A block of data
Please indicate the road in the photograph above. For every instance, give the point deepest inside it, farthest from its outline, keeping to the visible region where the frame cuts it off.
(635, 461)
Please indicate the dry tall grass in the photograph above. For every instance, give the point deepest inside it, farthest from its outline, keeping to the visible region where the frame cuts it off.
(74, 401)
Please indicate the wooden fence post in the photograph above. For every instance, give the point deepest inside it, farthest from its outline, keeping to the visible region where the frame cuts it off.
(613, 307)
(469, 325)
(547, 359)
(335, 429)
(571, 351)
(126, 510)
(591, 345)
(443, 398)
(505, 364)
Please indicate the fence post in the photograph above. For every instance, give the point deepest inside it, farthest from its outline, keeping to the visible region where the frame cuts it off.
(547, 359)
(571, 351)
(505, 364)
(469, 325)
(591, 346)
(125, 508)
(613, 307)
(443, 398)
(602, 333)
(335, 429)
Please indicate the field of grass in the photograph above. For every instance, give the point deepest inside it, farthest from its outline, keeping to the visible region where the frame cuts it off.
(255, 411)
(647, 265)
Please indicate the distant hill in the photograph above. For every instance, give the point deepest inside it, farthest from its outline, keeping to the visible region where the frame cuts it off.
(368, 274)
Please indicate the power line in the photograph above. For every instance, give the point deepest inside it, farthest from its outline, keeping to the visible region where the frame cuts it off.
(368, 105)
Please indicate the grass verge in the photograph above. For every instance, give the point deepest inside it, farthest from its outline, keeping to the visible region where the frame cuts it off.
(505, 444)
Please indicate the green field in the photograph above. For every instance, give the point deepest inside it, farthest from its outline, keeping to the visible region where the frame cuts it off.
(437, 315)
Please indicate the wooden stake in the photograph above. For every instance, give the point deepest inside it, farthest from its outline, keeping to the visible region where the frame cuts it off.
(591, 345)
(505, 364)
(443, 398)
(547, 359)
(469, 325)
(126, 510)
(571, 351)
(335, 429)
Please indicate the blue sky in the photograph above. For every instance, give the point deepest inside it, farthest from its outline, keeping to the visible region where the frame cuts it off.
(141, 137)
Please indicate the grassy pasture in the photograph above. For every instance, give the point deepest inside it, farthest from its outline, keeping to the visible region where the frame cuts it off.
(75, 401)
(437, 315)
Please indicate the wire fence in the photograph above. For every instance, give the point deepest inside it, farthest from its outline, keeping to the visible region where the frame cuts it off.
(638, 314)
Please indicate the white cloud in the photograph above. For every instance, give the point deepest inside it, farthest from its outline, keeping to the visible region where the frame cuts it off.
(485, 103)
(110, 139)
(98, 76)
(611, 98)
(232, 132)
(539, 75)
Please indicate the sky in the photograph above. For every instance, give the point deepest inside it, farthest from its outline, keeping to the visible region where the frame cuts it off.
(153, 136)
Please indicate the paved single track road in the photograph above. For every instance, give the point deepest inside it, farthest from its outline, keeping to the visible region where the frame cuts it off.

**Work to complete:**
Copy down the material exactly as written.

**Task result:**
Please indicate the road in the photograph above. For every instance, give the point deepest inside it, farthest from its outline, keeping to the visible region where the frame cuts it off.
(635, 461)
Please indicate the dry tall grass in the photograph above. For every instance, give the point deepest inside it, farthest from its outline, keeping to the visible region where the frame cuts it off.
(74, 401)
Please indicate the wooden fence post in the photograph above. For every instance, give the point deepest inside it, farthest from its outline, keeping to the visible region where the frame cuts it off.
(613, 307)
(469, 325)
(547, 359)
(335, 429)
(571, 351)
(126, 510)
(591, 345)
(443, 398)
(505, 364)
Please indicate the fence post in the photograph above. For every instance, give the point deepest inside it, farthest from its outline, keeping to the visible region where the frame cuts it off.
(547, 359)
(571, 351)
(505, 364)
(469, 325)
(591, 346)
(125, 508)
(613, 307)
(443, 398)
(602, 333)
(335, 429)
Please indicate the field of grass in the photograph above. For every instance, give the point deepest inside it, farthest from its outline, keeping to the visible region where the frame cuts it off.
(255, 411)
(647, 265)
Please indicate the distant hill in the photograph above. For every instance, give the point deepest inside it, farthest from its outline, keeping to the visible region where the frame cuts it off.
(368, 274)
Please indicate the power line in the photograph above. For every instance, give the point deepest inside it, farthest from its outline, keeping to the visible region where the frame cuts it off.
(368, 105)
Please indicate the grass verge in the photograph above. For every instance, give the point deepest inside it, farthest from its outline, keeping to the visible region where the frame cuts it off.
(505, 444)
Please indicate the green field in the photograph above. For every instance, give the point deepest inside it, farthest from its outline, keeping to the visible region where the frame cuts it off.
(437, 315)
Please indicate the wooden stake in the photograph above. For every instance, give the point deepest inside it, farthest from its outline, keeping to the visible region where the frame cuts it off.
(591, 345)
(505, 364)
(443, 398)
(547, 359)
(469, 325)
(126, 510)
(571, 351)
(335, 429)
Please indicate the blue sky in the photograph above. For every instance, give the point deepest inside it, farthest from its outline, keeping to the visible region where the frame cuts it off.
(141, 137)
Please indicate the grassy pasture in the photograph above. For every instance, give the point deepest inside it, farthest from its outline, keeping to the visible region where the frame cuts it off.
(75, 401)
(437, 315)
Please indicate the wire fence in the photograph above. For every instance, give the point deepest inside it, farthest from its outline, keeping to the visible region where the frame cuts it off.
(638, 314)
Please indicate the white cloud in the photograph above. For every instance, give the point deepest inside it, farthest from its outline, keeping to the visible region where the frame cuts it off.
(485, 103)
(110, 139)
(98, 76)
(611, 98)
(232, 132)
(539, 75)
Please indicate the sky in the photograph above. For every instance, give the point deepest inside it, farthest from its outline, keeping to the visible region where the frame cuts it off.
(153, 136)
Please indicate the paved single track road in the photograph above. For every instance, give the point deepest inside it, farthest from its outline, keeping to the visible region where the frame cuts it off.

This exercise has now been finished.